#### TASK DESCRIPTION
Edit the entries below so that "jersey" becomes "shirt", keeping every other character the same.

[Some entries]

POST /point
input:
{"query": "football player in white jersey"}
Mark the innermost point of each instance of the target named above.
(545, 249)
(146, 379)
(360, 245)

#### RESULT OF THE EXERCISE
POST /point
input:
{"query": "football player in white shirt"}
Mark the innermost point of each instance of the target named above.
(545, 249)
(146, 379)
(360, 245)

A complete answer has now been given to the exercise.